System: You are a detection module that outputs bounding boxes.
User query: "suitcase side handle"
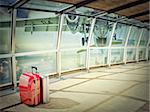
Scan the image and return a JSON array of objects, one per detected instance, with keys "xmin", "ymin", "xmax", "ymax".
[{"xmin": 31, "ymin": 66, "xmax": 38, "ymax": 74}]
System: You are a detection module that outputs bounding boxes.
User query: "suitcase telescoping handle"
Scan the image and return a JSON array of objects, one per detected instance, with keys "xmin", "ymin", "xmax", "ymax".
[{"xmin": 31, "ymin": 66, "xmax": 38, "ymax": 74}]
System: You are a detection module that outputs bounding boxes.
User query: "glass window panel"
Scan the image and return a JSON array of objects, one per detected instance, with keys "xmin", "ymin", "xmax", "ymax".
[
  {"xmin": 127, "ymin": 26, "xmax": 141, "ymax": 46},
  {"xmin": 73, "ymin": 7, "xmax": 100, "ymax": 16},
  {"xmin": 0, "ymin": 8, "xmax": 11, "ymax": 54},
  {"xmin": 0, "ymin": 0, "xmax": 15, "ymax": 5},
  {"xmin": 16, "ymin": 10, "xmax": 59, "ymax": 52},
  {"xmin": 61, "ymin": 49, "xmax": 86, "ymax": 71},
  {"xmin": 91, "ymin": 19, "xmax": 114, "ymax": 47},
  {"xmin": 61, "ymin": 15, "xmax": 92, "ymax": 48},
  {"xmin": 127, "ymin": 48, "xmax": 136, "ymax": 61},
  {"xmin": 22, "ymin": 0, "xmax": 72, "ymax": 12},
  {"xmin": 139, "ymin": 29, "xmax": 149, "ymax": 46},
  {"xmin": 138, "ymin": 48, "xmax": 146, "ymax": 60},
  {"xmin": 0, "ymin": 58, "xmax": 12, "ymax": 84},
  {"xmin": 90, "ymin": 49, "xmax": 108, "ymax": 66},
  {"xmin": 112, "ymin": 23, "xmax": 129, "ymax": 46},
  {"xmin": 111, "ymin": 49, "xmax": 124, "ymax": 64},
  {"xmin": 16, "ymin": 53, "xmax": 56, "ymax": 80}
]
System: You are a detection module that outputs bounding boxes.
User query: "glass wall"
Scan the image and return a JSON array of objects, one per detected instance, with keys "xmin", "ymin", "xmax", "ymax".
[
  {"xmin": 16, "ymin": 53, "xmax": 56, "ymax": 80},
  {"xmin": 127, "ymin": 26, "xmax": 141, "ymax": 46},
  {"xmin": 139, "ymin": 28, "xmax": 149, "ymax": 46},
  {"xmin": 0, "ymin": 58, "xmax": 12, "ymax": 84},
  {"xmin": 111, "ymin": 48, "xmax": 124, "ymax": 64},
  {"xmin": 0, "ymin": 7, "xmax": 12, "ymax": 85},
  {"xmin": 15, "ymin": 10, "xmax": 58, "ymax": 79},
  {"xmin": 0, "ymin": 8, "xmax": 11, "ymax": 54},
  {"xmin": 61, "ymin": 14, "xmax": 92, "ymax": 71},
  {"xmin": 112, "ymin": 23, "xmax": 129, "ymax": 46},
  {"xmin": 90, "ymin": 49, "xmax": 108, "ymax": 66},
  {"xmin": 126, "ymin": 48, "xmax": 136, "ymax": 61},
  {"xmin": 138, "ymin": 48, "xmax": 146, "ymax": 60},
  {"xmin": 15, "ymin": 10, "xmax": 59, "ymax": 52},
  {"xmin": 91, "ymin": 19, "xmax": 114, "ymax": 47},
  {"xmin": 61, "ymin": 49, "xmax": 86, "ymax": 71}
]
******************************
Display every line of the listing that contains the string "User".

> Output of the exercise
User query: "suitcase side handle"
User query: "suitcase telescoping handle"
User query: "glass window panel"
User query: "glass wall"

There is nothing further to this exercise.